§ **Problem to solve**:
For every line in the records below that holds "wrinkled", make a copy.

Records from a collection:
::::
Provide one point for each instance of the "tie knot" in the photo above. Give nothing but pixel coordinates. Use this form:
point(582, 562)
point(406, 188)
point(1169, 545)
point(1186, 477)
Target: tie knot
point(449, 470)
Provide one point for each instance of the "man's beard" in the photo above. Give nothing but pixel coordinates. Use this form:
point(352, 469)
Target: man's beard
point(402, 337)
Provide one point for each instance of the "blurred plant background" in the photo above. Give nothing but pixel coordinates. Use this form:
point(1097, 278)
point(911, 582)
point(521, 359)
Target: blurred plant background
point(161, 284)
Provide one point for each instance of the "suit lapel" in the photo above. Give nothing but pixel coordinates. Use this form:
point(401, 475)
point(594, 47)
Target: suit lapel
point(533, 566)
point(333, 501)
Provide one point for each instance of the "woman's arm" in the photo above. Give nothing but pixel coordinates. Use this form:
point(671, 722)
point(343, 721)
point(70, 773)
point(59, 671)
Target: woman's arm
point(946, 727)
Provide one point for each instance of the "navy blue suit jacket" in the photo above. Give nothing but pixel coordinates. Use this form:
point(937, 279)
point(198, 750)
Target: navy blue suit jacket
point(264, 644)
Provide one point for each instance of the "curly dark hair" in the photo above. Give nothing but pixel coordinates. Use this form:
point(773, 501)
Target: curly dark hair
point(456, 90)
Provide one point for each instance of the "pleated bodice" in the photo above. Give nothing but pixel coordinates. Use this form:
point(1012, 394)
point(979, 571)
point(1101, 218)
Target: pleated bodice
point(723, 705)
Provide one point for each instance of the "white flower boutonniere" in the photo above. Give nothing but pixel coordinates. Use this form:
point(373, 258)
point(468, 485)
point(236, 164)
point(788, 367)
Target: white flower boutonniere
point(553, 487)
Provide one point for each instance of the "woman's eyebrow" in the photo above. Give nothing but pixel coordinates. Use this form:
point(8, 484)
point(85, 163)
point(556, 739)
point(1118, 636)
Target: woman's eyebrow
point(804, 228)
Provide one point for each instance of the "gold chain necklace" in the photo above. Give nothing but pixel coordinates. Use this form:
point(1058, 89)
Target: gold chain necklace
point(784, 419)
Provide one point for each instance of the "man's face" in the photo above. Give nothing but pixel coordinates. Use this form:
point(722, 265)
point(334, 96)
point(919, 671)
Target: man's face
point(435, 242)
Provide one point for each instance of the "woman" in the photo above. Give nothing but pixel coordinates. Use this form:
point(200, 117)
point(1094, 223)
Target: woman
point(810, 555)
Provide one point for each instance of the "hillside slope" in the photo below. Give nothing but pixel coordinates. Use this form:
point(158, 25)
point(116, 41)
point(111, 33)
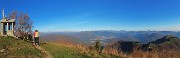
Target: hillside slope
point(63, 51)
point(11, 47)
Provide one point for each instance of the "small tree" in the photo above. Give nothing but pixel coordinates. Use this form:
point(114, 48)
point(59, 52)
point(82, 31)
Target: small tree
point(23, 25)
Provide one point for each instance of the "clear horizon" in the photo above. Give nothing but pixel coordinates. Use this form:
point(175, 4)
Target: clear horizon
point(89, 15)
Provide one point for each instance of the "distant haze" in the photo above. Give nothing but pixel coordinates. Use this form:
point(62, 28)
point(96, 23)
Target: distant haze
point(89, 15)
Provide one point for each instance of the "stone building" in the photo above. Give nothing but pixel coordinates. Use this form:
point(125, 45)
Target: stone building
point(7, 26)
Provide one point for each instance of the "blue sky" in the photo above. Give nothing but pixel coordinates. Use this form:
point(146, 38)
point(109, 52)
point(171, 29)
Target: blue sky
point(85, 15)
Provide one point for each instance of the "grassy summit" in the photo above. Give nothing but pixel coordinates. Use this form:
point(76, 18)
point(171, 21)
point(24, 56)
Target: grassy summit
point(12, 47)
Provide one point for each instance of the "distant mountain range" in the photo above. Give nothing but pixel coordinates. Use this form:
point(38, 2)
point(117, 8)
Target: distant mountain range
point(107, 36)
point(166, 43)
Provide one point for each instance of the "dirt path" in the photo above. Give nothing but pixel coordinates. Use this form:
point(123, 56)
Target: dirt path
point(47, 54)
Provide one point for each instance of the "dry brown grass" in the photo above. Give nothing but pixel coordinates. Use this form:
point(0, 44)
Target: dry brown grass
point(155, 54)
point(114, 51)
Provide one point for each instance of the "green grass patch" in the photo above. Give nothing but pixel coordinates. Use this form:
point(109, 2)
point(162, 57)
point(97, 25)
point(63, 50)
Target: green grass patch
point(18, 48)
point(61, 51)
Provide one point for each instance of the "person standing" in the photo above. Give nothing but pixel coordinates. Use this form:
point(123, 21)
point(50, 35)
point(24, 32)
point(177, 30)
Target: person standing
::::
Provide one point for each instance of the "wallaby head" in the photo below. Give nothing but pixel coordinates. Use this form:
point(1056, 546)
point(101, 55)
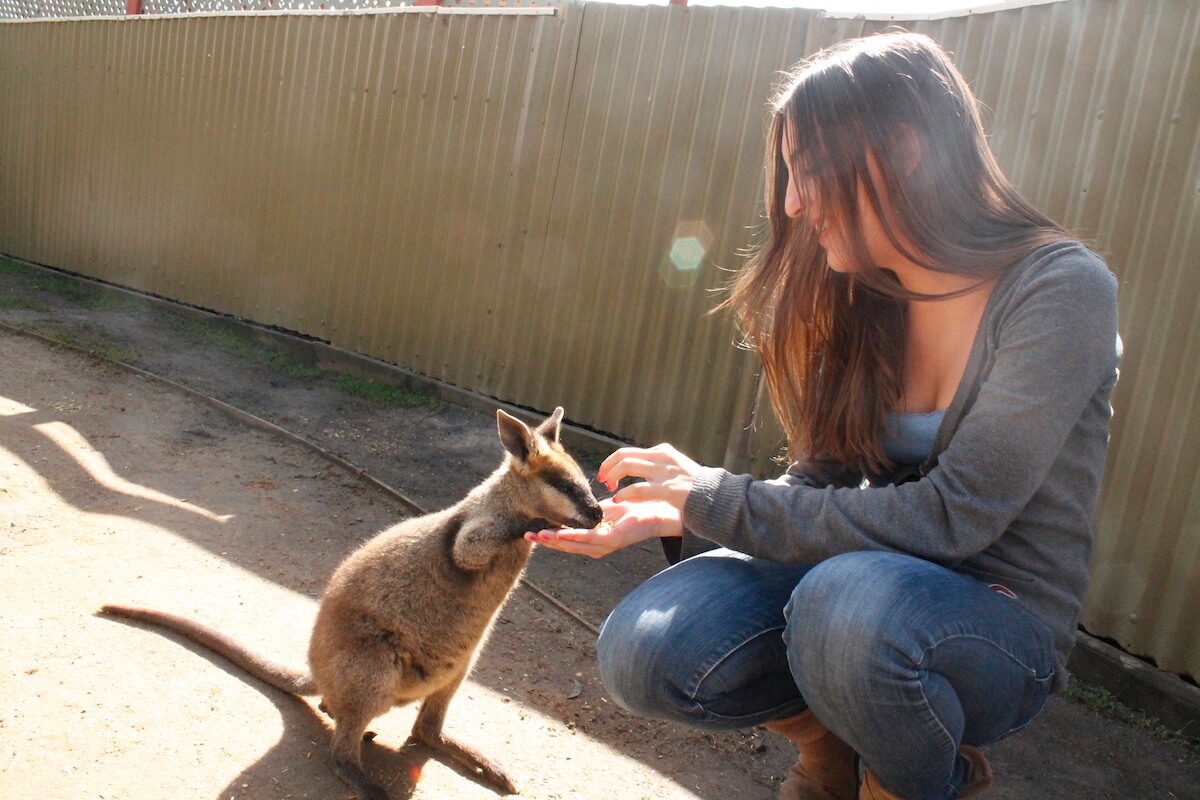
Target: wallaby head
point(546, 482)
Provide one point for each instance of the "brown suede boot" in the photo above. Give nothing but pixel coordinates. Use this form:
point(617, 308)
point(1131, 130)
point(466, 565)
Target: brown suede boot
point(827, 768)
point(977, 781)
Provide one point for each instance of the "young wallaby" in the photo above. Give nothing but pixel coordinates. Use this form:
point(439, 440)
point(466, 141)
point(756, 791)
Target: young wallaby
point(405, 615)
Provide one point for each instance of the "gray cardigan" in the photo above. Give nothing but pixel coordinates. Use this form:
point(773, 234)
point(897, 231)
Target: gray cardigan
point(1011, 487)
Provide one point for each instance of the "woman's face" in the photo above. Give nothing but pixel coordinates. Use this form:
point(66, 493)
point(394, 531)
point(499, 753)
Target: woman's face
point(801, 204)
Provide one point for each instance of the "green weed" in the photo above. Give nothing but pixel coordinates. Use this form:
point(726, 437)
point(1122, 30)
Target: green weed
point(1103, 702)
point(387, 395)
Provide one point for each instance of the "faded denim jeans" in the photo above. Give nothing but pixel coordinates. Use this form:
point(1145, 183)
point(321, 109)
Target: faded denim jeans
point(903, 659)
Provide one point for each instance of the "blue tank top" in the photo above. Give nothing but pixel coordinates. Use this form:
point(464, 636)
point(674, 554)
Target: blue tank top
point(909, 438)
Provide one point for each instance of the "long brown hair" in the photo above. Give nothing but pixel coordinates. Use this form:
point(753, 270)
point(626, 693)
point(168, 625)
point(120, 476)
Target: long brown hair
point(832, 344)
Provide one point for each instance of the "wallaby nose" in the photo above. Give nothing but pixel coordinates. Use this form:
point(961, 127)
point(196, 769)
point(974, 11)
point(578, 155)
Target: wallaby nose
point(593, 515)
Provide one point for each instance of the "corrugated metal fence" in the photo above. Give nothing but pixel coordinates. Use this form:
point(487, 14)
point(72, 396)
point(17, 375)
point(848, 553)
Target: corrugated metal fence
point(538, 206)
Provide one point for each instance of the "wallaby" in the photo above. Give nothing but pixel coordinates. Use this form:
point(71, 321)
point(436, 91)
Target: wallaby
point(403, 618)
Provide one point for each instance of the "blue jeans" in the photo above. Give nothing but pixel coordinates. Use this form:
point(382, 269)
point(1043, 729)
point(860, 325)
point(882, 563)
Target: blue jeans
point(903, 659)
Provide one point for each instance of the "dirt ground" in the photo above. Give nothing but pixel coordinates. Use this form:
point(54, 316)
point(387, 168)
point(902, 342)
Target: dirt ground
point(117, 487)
::::
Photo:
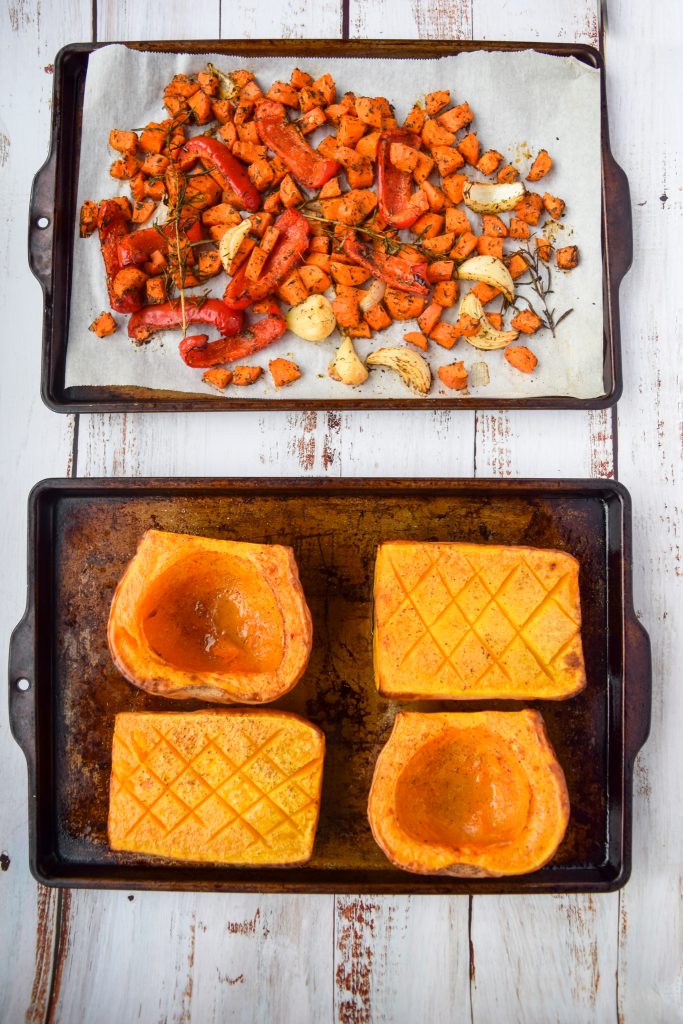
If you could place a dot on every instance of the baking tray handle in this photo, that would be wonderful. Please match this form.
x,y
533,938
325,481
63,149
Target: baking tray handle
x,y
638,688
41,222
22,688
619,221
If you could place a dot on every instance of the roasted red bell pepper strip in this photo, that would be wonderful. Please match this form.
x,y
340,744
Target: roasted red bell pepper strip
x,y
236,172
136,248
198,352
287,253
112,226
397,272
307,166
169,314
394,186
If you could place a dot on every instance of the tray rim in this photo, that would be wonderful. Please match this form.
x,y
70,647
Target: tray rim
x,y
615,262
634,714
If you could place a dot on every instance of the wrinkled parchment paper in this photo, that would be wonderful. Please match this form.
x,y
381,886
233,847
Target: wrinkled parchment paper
::::
§ **Answer below**:
If you could place a dot on every instance of the wrinkled parchment paper in this photo, that would be wonderful. Please match this form.
Target: wrinkled parchment paper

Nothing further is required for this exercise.